* _Task to complete_
Present each line of the entries below that holds the word "purple".

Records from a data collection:

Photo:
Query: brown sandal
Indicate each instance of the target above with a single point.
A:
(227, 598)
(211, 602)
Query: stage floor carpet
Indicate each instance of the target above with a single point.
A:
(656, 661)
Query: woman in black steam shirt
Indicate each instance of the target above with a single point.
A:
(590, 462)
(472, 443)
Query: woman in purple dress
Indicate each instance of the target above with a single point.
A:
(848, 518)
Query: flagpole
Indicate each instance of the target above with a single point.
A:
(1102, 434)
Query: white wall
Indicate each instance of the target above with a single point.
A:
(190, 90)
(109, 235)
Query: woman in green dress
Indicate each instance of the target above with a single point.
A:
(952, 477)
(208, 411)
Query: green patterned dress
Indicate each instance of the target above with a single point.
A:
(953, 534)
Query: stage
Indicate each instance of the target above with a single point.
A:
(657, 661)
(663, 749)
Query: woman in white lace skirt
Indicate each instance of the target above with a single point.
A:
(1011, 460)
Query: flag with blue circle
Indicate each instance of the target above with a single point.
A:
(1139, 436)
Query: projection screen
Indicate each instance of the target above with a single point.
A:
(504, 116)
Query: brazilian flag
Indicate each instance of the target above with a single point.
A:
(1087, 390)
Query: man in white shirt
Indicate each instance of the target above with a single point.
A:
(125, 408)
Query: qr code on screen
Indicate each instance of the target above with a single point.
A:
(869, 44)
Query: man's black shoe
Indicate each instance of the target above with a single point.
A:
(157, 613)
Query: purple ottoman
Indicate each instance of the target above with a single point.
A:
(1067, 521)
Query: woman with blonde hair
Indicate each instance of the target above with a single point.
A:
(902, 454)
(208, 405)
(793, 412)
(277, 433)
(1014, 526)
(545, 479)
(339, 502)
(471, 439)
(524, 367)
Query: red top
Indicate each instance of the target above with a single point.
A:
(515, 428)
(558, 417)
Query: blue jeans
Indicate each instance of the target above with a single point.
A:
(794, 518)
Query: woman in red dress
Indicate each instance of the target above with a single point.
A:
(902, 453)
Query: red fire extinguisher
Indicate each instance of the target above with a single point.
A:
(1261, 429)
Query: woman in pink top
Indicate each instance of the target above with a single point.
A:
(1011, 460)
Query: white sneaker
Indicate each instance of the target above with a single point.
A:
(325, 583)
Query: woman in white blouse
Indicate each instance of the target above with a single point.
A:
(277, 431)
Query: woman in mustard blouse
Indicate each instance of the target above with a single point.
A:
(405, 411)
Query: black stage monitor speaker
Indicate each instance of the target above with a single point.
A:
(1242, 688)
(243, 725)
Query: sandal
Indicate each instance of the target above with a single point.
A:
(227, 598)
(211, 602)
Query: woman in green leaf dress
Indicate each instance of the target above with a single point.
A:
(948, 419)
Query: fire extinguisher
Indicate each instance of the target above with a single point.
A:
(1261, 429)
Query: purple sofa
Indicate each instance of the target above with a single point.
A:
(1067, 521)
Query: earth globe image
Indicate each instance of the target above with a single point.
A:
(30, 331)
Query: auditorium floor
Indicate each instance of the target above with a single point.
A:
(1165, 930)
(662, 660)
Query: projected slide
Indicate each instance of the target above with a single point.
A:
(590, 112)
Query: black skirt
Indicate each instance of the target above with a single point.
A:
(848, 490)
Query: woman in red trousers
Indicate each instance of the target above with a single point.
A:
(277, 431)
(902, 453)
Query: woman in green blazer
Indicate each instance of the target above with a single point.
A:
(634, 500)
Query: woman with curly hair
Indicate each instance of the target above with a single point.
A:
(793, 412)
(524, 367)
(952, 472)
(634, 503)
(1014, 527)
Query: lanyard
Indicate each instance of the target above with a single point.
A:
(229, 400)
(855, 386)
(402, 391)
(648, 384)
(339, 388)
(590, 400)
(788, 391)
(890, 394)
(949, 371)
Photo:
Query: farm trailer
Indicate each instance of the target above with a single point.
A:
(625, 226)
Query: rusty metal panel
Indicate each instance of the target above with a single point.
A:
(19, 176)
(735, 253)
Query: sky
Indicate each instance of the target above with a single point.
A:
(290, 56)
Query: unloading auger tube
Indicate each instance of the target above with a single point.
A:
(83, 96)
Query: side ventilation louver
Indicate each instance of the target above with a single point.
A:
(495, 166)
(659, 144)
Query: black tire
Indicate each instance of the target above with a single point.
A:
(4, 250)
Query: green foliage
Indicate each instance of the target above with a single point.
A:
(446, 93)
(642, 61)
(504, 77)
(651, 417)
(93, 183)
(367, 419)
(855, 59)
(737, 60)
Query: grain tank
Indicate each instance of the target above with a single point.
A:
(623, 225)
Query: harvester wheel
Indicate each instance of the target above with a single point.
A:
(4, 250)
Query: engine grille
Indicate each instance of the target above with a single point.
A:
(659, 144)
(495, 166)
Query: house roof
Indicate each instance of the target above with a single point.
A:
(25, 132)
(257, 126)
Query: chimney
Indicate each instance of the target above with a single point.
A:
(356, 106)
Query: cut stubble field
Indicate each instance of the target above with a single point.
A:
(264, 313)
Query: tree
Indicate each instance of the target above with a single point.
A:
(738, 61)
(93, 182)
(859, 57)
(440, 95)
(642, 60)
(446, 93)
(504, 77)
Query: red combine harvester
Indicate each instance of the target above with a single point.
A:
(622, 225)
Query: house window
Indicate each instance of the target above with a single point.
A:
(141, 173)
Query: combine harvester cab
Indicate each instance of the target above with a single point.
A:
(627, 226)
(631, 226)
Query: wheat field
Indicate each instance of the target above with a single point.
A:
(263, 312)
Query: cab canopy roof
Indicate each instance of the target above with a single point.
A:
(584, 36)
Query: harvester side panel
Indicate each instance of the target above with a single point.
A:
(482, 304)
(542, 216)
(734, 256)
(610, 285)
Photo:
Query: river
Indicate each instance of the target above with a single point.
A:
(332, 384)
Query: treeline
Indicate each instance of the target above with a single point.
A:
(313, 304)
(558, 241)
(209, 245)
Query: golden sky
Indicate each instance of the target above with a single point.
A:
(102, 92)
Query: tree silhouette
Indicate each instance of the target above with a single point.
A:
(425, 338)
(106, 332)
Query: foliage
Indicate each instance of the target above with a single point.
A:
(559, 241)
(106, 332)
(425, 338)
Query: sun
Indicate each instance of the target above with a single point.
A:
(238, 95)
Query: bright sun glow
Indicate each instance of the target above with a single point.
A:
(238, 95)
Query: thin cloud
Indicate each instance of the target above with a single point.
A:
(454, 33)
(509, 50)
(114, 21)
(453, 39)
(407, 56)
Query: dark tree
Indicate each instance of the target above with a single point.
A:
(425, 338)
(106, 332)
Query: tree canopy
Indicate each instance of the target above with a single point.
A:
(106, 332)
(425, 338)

* _Answer to the exercise_
Query: woman in purple dress
Query: purple ottoman
Query: purple sofa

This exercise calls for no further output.